* **Task statement**: Write the entries out again. Every character must match.
[Input data Boundary: Start]
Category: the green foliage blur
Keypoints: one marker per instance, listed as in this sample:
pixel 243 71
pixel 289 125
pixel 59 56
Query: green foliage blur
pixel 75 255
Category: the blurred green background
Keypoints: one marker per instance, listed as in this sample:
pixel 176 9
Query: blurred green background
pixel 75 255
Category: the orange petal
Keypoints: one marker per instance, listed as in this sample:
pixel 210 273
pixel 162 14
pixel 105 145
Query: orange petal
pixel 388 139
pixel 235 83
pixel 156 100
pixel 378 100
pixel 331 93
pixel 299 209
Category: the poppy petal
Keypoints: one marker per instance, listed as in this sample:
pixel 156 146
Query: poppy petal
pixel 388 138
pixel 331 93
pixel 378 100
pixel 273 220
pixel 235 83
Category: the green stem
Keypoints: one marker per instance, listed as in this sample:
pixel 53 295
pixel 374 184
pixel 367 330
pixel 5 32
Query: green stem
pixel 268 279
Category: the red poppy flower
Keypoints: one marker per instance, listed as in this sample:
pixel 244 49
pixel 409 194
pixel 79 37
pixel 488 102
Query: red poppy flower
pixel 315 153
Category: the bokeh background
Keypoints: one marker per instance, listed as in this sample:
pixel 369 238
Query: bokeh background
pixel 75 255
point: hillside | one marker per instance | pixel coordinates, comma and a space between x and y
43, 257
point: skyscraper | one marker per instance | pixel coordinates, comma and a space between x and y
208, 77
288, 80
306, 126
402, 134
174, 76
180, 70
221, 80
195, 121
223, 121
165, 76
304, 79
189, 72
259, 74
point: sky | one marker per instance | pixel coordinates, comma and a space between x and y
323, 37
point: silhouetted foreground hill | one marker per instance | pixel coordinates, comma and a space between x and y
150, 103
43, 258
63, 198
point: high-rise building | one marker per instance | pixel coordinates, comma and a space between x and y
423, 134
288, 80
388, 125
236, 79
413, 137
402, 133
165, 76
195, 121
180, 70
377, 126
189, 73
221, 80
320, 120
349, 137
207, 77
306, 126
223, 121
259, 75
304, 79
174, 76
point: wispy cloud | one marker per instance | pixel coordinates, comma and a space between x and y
[Input data Boundary: End]
* **Solution to the problem**:
Category: the green foliage blur
Keypoints: one marker per instance, listed as in this sample:
pixel 243 71
pixel 289 125
pixel 59 56
Query: green foliage blur
pixel 75 255
Category: the blurred green background
Keypoints: one marker per instance, listed as in this sample:
pixel 176 9
Query: blurred green background
pixel 75 255
Category: the orange petal
Keypoints: one marker per instance, listed as in this sample:
pixel 210 273
pixel 162 14
pixel 105 145
Query: orange petal
pixel 388 139
pixel 235 83
pixel 156 100
pixel 378 100
pixel 331 93
pixel 299 209
Category: the poppy petal
Keypoints: one marker per instance, listed as in this sample:
pixel 156 146
Query: poppy petal
pixel 388 138
pixel 331 93
pixel 378 100
pixel 273 220
pixel 235 83
Category: the green stem
Keypoints: one marker per instance, listed as in this sample:
pixel 53 295
pixel 374 184
pixel 367 330
pixel 5 32
Query: green stem
pixel 268 279
Category: the red poppy flower
Keypoints: one marker per instance, listed as in this sample:
pixel 244 49
pixel 409 194
pixel 79 37
pixel 488 102
Query: red poppy flower
pixel 315 153
Category: the bokeh background
Keypoints: one marker per instance, listed as in this sample:
pixel 369 238
Query: bokeh background
pixel 75 255
point: hillside | one marker per instance | pixel coordinates, comma and a space between x and y
43, 257
point: skyscraper | one marker per instance | pixel coordinates, comma and a space between x and y
208, 77
288, 80
306, 126
402, 134
174, 76
180, 70
221, 80
195, 121
223, 121
165, 76
304, 79
189, 72
259, 74
point: sky | one marker per instance | pixel coordinates, comma and a space between x and y
323, 37
point: silhouetted foreground hill | one marker per instance | pixel coordinates, comma and a space between x and y
150, 103
43, 258
63, 198
point: high-rise building | one marker per instance | pixel coordinates, comma and a space between x and y
423, 134
288, 80
388, 125
236, 79
413, 137
402, 133
165, 76
195, 121
180, 70
377, 126
189, 73
221, 80
320, 120
349, 137
207, 77
306, 126
223, 121
259, 75
304, 79
174, 76
point: wispy cloud | one marker per instance | pixel coordinates, comma and a space between x and y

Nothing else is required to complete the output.